◆ Document extract:
--- Begin ---
Lassa Francis Lawrence Oppenheim (30 March 1858 – 7 October 1919) was a German jurist. He is regarded by many as the father of the modern discipline of international law, especially the hard legal positivist school of thought. He inspired Joseph Raz and Prosper Weil.

Birth, life, and career in Germany
Oppenheim was born in Windecken near the Free City of Frankfurt, German Confederation, the son of a Jewish horse trader, and educated at the Universities of Berlin, Göttingen and Heidelberg.

In 1881, he obtained his PhD of Law at the University of Göttingen. In 1883, he went to the University of Leipzig, where he became a disciple of the renowned Professor of Criminal Law Karl Binding. In 1885 he completed his Habilitation at the University of Freiburg and taught criminal law there until he moved to the University of Basel in 1892. In Basel, Oppenheim still worked on criminal law. It was not until he moved to the United Kingdom that he turned from criminal law to international law.

Life and career in the United Kingdom
Oppenheim moved to the United Kingdom in 1895, acquiring citizenship in 1900, and lived there until his death.

He first lectured at the London School of Economics and in 1908 became the Whewell Professor of International Law in the University of Cambridge. He is the author of the internationally renowned International Law: A Treatise, the first edition of which was published in 1905–1906.
--- End ---
◆ Instruction: According to the Oppenheim biography, in which year did he become the Whewell Professor of International Law at the University of Cambridge?

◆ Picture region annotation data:
--- Begin ---
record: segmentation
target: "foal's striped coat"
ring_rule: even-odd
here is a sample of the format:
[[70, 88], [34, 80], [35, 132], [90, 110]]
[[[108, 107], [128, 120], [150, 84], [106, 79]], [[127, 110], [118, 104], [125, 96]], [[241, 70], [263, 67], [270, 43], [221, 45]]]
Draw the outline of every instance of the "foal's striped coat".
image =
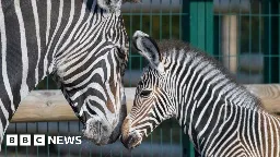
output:
[[150, 65], [122, 125], [126, 147], [138, 146], [162, 121], [176, 118], [201, 156], [280, 156], [280, 120], [213, 59], [188, 46], [160, 51], [141, 32], [133, 39]]

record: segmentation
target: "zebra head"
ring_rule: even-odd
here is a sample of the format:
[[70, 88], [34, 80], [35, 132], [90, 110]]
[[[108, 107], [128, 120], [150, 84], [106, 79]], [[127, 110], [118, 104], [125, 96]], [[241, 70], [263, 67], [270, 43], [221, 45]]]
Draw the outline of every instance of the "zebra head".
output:
[[133, 46], [150, 64], [137, 86], [131, 112], [122, 124], [121, 142], [127, 148], [140, 145], [143, 137], [174, 112], [171, 93], [164, 89], [167, 73], [156, 43], [138, 31], [133, 35]]
[[83, 136], [96, 145], [114, 143], [127, 116], [122, 76], [128, 37], [120, 11], [104, 10], [108, 3], [90, 3], [94, 15], [88, 23], [95, 28], [89, 27], [86, 39], [73, 39], [56, 58], [60, 88], [84, 124]]

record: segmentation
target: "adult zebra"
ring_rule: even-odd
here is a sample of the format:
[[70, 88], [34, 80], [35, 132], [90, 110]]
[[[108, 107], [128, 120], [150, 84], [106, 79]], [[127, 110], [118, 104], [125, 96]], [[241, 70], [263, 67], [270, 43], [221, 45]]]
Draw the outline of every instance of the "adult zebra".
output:
[[21, 100], [54, 74], [95, 144], [126, 116], [121, 0], [0, 0], [0, 140]]
[[261, 109], [218, 62], [178, 43], [160, 52], [142, 32], [136, 32], [133, 44], [150, 64], [122, 124], [127, 148], [174, 117], [201, 156], [280, 156], [280, 119]]

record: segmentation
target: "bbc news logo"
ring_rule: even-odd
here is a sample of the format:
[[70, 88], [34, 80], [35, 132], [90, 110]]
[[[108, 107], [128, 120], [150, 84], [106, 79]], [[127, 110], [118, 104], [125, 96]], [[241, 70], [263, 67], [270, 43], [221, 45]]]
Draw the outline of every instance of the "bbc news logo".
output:
[[81, 144], [81, 136], [46, 136], [44, 134], [7, 134], [7, 146], [45, 146], [47, 144]]

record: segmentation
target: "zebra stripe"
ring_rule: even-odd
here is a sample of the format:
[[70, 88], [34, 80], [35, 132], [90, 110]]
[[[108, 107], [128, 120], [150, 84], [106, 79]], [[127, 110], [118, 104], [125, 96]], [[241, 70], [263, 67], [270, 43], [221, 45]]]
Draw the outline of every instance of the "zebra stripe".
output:
[[174, 117], [201, 156], [280, 156], [280, 119], [267, 113], [260, 100], [213, 59], [185, 44], [158, 51], [158, 45], [141, 32], [135, 33], [133, 40], [150, 64], [122, 124], [126, 147], [138, 146]]
[[128, 58], [119, 0], [0, 0], [0, 34], [1, 134], [21, 100], [52, 74], [85, 137], [100, 145], [118, 138]]

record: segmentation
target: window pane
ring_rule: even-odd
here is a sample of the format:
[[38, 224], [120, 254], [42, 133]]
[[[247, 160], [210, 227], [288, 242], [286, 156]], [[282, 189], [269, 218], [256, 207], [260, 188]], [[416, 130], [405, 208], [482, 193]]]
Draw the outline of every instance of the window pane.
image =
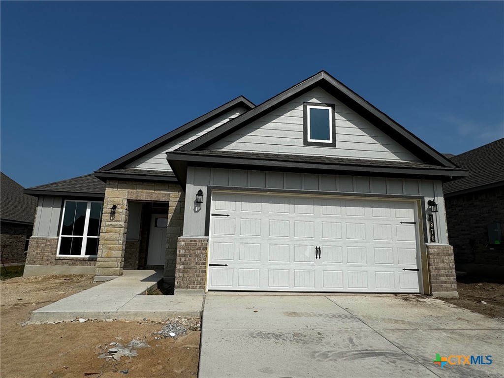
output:
[[89, 256], [96, 256], [98, 255], [98, 242], [100, 240], [97, 237], [88, 237], [86, 244], [86, 255]]
[[59, 255], [80, 255], [82, 247], [82, 237], [61, 236]]
[[87, 202], [77, 202], [75, 210], [75, 222], [74, 224], [74, 232], [72, 235], [84, 235], [84, 223], [86, 223], [86, 208]]
[[89, 214], [89, 225], [88, 226], [88, 236], [97, 236], [100, 233], [101, 210], [103, 207], [103, 204], [98, 202], [91, 203], [91, 212]]
[[331, 140], [329, 109], [310, 108], [310, 139]]
[[72, 235], [74, 230], [74, 220], [75, 218], [75, 208], [77, 202], [67, 201], [65, 207], [65, 218], [63, 219], [63, 227], [61, 235]]

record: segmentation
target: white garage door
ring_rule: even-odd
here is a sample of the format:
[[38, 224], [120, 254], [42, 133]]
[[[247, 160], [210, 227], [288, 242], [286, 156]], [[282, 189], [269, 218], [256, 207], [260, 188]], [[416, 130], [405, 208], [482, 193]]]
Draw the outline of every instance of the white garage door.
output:
[[412, 201], [214, 192], [208, 290], [418, 293]]

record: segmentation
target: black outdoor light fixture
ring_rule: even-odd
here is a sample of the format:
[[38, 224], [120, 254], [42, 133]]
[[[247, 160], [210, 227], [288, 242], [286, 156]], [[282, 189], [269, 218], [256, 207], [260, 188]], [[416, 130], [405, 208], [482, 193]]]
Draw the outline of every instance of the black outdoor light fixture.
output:
[[196, 203], [203, 203], [203, 191], [201, 189], [199, 190], [196, 194]]
[[434, 200], [429, 200], [427, 202], [427, 204], [429, 205], [429, 207], [430, 208], [431, 213], [437, 213], [437, 204], [435, 203]]

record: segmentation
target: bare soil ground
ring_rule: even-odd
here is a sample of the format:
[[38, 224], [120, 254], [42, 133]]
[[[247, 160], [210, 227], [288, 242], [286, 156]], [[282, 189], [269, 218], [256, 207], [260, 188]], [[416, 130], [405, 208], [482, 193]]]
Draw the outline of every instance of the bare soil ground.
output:
[[486, 282], [478, 277], [457, 278], [458, 299], [446, 302], [475, 312], [504, 320], [504, 282]]
[[[199, 331], [156, 340], [163, 324], [91, 322], [30, 325], [30, 312], [96, 284], [91, 276], [45, 276], [12, 278], [0, 284], [0, 376], [2, 378], [195, 377], [199, 359]], [[138, 355], [100, 359], [113, 347], [134, 339], [150, 348]], [[127, 371], [125, 374], [122, 371]], [[96, 374], [86, 374], [96, 373]]]

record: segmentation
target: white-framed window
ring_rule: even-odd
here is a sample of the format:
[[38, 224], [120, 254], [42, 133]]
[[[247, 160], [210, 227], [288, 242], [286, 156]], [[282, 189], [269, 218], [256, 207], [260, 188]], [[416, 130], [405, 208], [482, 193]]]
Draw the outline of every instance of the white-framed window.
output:
[[58, 256], [98, 255], [103, 203], [67, 200], [63, 208]]
[[336, 146], [334, 105], [304, 104], [304, 144], [308, 146]]

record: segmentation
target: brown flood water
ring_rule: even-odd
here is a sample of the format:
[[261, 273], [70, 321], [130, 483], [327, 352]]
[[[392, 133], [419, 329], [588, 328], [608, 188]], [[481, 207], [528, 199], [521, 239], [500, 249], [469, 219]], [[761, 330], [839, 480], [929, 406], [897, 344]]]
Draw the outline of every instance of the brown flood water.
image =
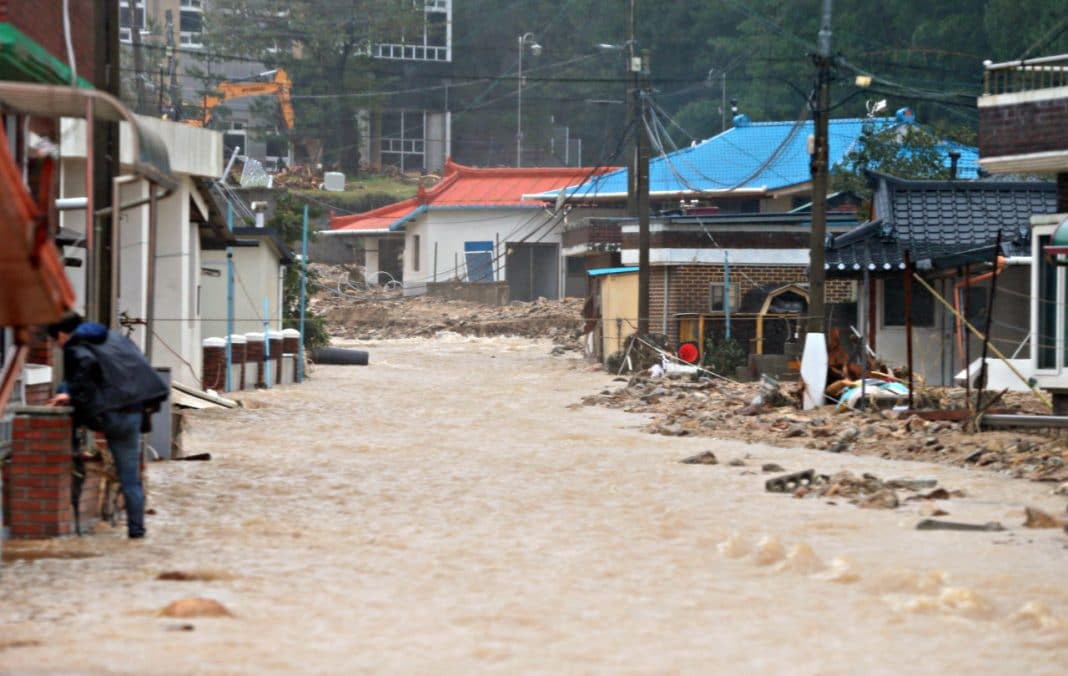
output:
[[[0, 672], [1068, 673], [1068, 537], [1020, 528], [1047, 485], [645, 435], [545, 342], [361, 347], [197, 414], [213, 460], [151, 466], [145, 541], [6, 561]], [[937, 477], [1008, 531], [766, 493], [761, 462]], [[158, 616], [194, 596], [233, 617]]]

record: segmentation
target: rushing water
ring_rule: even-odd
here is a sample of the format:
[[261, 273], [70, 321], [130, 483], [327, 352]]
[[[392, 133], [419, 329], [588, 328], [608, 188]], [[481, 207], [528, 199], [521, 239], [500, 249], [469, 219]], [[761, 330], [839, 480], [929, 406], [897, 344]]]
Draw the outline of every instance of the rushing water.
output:
[[[213, 460], [151, 466], [145, 541], [9, 543], [0, 671], [1068, 672], [1068, 538], [1019, 526], [1064, 508], [1049, 486], [645, 435], [544, 342], [361, 347], [192, 415]], [[968, 496], [946, 518], [1008, 531], [767, 493], [761, 462], [937, 477]], [[234, 616], [159, 616], [194, 596]]]

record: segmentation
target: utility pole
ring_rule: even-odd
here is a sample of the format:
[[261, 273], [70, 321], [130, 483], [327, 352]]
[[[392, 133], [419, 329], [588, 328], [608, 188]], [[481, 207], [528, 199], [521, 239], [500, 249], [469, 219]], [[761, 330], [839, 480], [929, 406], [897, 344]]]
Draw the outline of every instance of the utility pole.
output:
[[638, 335], [649, 334], [649, 137], [645, 130], [645, 76], [648, 74], [648, 51], [643, 50], [640, 59], [642, 85], [635, 98], [634, 114], [638, 116]]
[[[134, 30], [137, 30], [135, 28]], [[93, 5], [93, 84], [98, 90], [119, 98], [119, 3], [113, 0], [95, 0]], [[111, 182], [119, 175], [119, 123], [94, 122], [93, 125], [93, 211], [85, 215], [85, 229], [93, 229], [94, 250], [90, 252], [95, 265], [90, 266], [93, 276], [93, 298], [87, 299], [91, 310], [90, 319], [107, 327], [115, 327], [117, 308], [114, 298], [119, 289], [112, 287], [111, 270], [114, 256], [111, 219], [97, 220], [96, 214], [110, 213]]]
[[813, 112], [812, 158], [812, 234], [808, 240], [808, 321], [801, 357], [801, 378], [804, 381], [803, 406], [807, 409], [823, 405], [827, 387], [827, 341], [823, 336], [823, 281], [826, 272], [824, 238], [827, 236], [827, 122], [831, 108], [831, 3], [823, 0], [816, 64], [816, 100], [810, 101]]
[[812, 236], [808, 240], [808, 332], [823, 332], [824, 239], [827, 237], [828, 117], [831, 107], [831, 3], [823, 0], [816, 63], [815, 140], [812, 148]]

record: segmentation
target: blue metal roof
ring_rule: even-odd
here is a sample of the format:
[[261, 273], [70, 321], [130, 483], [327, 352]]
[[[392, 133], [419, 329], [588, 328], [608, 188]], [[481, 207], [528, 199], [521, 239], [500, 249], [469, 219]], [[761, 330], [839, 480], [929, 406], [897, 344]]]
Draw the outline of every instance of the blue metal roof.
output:
[[[829, 160], [831, 167], [841, 161], [857, 144], [865, 123], [879, 130], [902, 124], [895, 117], [875, 120], [831, 120]], [[812, 178], [808, 167], [808, 137], [813, 122], [748, 122], [736, 120], [736, 126], [707, 141], [678, 150], [649, 162], [649, 192], [678, 194], [717, 190], [778, 190], [806, 183]], [[958, 177], [978, 176], [978, 151], [946, 142], [945, 166], [949, 166], [951, 150], [960, 152]], [[559, 191], [547, 191], [539, 198], [553, 199]], [[617, 198], [627, 194], [627, 170], [606, 173], [581, 186], [564, 188], [567, 199]]]

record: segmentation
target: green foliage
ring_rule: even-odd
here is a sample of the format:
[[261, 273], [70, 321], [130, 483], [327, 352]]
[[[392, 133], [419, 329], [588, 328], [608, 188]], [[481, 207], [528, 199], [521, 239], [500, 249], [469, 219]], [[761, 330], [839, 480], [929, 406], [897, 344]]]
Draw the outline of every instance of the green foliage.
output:
[[358, 94], [389, 84], [372, 69], [371, 45], [412, 34], [422, 21], [422, 3], [411, 0], [213, 0], [203, 41], [205, 51], [285, 68], [295, 133], [318, 139], [324, 166], [355, 175], [357, 111], [378, 104]]
[[702, 363], [708, 370], [728, 378], [734, 377], [738, 366], [744, 366], [749, 360], [749, 353], [741, 343], [734, 339], [720, 339], [713, 336], [705, 339], [705, 355]]

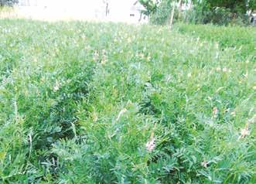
--- End ---
◆ Expected output: 1908